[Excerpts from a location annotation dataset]
+++

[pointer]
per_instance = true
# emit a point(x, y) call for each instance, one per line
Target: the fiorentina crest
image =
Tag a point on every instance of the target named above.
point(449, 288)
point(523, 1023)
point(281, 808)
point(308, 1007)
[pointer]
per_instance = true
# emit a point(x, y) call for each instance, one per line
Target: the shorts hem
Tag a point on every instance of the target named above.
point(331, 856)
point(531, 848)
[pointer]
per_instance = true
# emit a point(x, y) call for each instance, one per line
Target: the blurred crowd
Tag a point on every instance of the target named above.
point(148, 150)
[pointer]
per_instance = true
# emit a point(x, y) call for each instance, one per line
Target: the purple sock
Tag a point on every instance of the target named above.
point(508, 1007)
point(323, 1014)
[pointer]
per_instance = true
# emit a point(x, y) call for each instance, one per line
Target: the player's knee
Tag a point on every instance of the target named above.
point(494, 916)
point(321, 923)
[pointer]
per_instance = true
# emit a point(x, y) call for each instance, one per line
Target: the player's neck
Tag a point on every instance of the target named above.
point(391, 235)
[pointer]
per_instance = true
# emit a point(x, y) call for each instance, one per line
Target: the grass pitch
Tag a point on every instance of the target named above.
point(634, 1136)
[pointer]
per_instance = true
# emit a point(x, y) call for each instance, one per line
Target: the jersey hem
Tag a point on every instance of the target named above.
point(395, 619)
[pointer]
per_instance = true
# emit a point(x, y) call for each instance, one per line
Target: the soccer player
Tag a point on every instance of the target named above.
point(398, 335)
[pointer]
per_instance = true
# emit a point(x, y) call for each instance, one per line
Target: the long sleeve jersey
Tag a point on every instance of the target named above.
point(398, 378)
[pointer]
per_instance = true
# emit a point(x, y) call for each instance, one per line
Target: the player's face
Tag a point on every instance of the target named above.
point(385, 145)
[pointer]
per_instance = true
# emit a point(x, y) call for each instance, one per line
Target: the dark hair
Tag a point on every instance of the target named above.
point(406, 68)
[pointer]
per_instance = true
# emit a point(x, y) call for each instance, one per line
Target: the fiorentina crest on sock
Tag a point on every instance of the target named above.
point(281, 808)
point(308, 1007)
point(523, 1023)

+++

Can you quote, word for word, every line from the very first one up to and including the line that contains "point(531, 848)"?

[pointer]
per_instance = true
# emit a point(x, y) call for each instance, one per line
Target: the fiorentina crest
image =
Tag a point on every instance of the target named above.
point(449, 288)
point(523, 1023)
point(281, 808)
point(308, 1007)
[pointer]
per_instance = true
# emit a point(x, y) call for each instance, one per line
Target: the shorts hem
Tag a point on every instance of the target named above.
point(331, 856)
point(531, 848)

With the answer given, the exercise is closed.